EXERCISES TO COMPLETE —
1. In the passage below, which book are the writer and Matt reading together?
2. Please quote the passage below word for word, starting at "I've been attempting" and ending at "read at work!".

PASSAGE PROVIDED —
——
I really don't update on here enough. And every time I update, I say that. My life is just not exciting enough...and things change drastically constantly, it seems. Oh well. And honestly, I didn't check to see what I updated about last time so if there's a gap in information (like anyone cares), oh well. I'm sorry?

Anywho. I got a new job! It was the shortest bout of unemployment of my life. Less than half a day! So, fuck Karen. I'm now a receptionist at Sun Toyota, am doing very well, and get paid more. It's not hard. The only thing that's a little overwhelming right now is remembering who's who and who handles what. But the worst that can happen is I accidentally hang up on someone and they have to call back. Oops. It happens. xD But the atmosphere is fantastic and I'm enjoying it so far. AND they encourage us receptionists to bring our laptops and use the internet. -squee- I knew I'd like being a receptionist. The only down side to the job is I don't think I'll be able to work at the school this year. :( That's a job I also really like. A big thank you to Shane and Sean Singh for helping me out! They rock.

Lately my brain has been muddled constantly. Like, I can't really concentrate on things. :/ No bueno. I don't really know what to do about it.

I've been attempting to read more and it's only kinda working. Matt and I are reading things together (which is just happiness all around; I love him a lot :P). Right now, we're reading The Da Vinci Code. I like it so far but I haven't gotten too far into it. But I can read at work!
——
INFORMATION SUPPLIED —
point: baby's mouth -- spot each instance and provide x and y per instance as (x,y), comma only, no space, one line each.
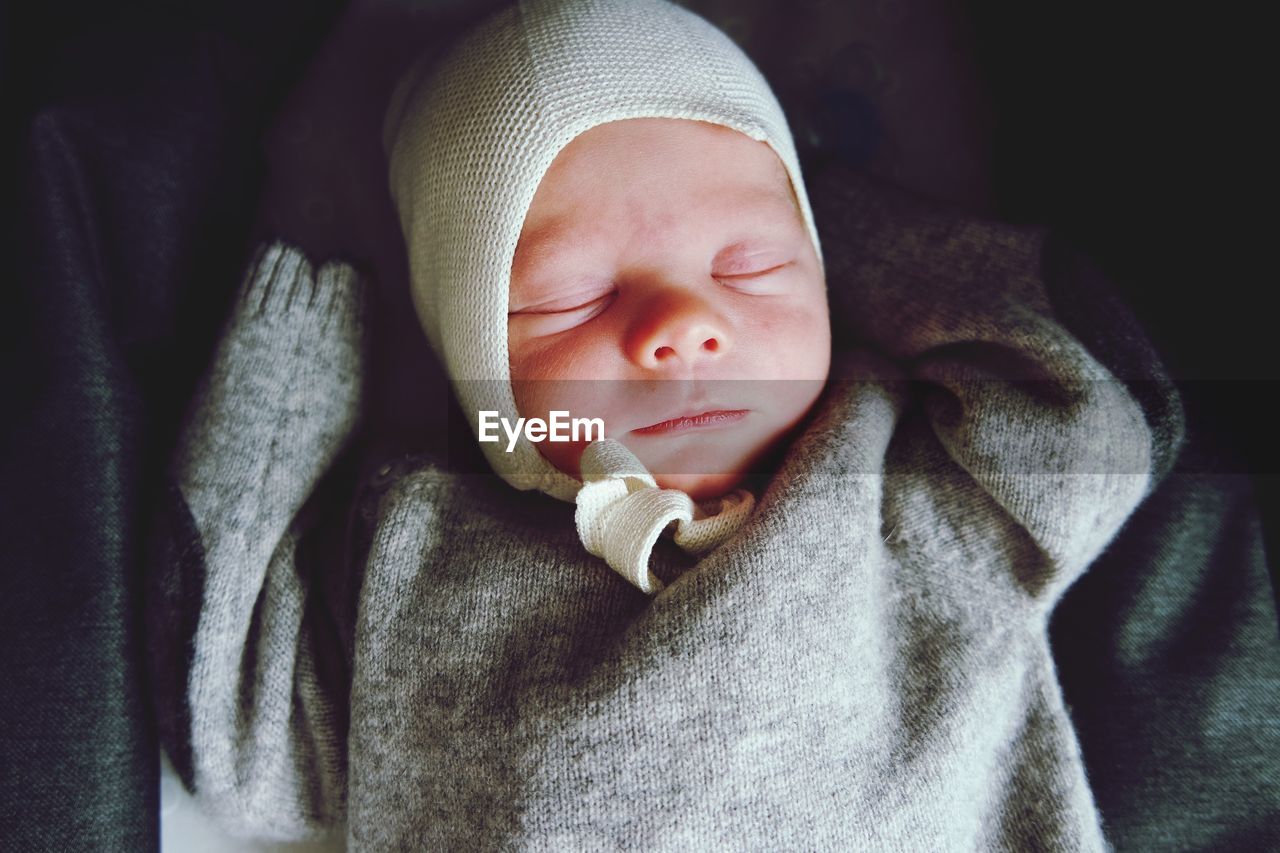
(712,419)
——
SOLUTIONS BY TASK —
1. The Da Vinci Code.

2.
I've been attempting to read more and it's only kinda working. Matt and I are reading things together (which is just happiness all around; I love him a lot :P). Right now, we're reading The Da Vinci Code. I like it so far but I haven't gotten too far into it. But I can read at work!